> READING TEXT
************

I know it’s an odd question, but how can I intentionally wrinkle my cotton shorts? I want them extremely wrinkled.
Conti, the trend-setter
I know it’s an odd question, but how can I intentionally wrinkle my cotton shorts? I want them extremely wrinkled.
Conti, the trend-setter
Scrunch them up and put them under your mattress. Go to bed.
Repeat the above process until shorts are wrinkled to your satisfaction.
You can get “broomstick pleats” by taking your wet shorts, rolling them up, twisting them, tying them in a knot, and letting them dry. I had a skirt once that you were supposed to wrinkle in this way. However, it was a fairly lightweight fabric…if you can’t get your shorts int a knot, you could try to scrunch it up and fasten with rubber bands of something like that.
Can someone explain the reason for this thread?
[ul] [sup]I know I’m going to regret this.[/sup][/ul]
Sure.
Conti wants to know how to make shorts really wrinkly.
'nKay?
For what reason? Mine do it without any effort on my part.
Think about American politics in the 21st century for a while: that ought to get your panties in a bunch…
kniz, another possibility is that Conti really just wanted to provide us all with as many opportunities for lame jokes about getting his shorts in a knot as possible…
The reason could be, and is, the fact that some wrinkled shorts are in style. Instead of buying them pre-wrinkled, I wanted to wrinkle my own. May sound stupid, but the Straight Dope is well known for answering even the weirdest of questions.

************

> DATASET EXTRACT
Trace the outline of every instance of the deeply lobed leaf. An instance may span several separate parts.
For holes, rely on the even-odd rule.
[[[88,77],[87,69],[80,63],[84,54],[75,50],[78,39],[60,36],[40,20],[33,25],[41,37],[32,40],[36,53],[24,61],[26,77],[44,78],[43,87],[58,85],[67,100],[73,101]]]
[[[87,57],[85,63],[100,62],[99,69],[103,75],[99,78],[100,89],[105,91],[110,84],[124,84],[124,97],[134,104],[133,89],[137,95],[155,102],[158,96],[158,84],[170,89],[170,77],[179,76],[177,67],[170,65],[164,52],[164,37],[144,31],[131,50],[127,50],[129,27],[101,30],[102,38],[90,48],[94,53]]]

************

> YOUR TASKS
[1] In the forum thread about wrinkling shorts, transcribe everything from "You can get" down to "something like that.".
[2] In the forum thread about wrinkling shorts, what kind of pleats does rolling, twisting and knotting wet shorts and letting them dry produce?

> LIST OF SOLUTIONS
[1]
You can get “broomstick pleats” by taking your wet shorts, rolling them up, twisting them, tying them in a knot, and letting them dry. I had a skirt once that you were supposed to wrinkle in this way. However, it was a fairly lightweight fabric…if you can’t get your shorts int a knot, you could try to scrunch it up and fasten with rubber bands of something like that.

[2] Broomstick pleats.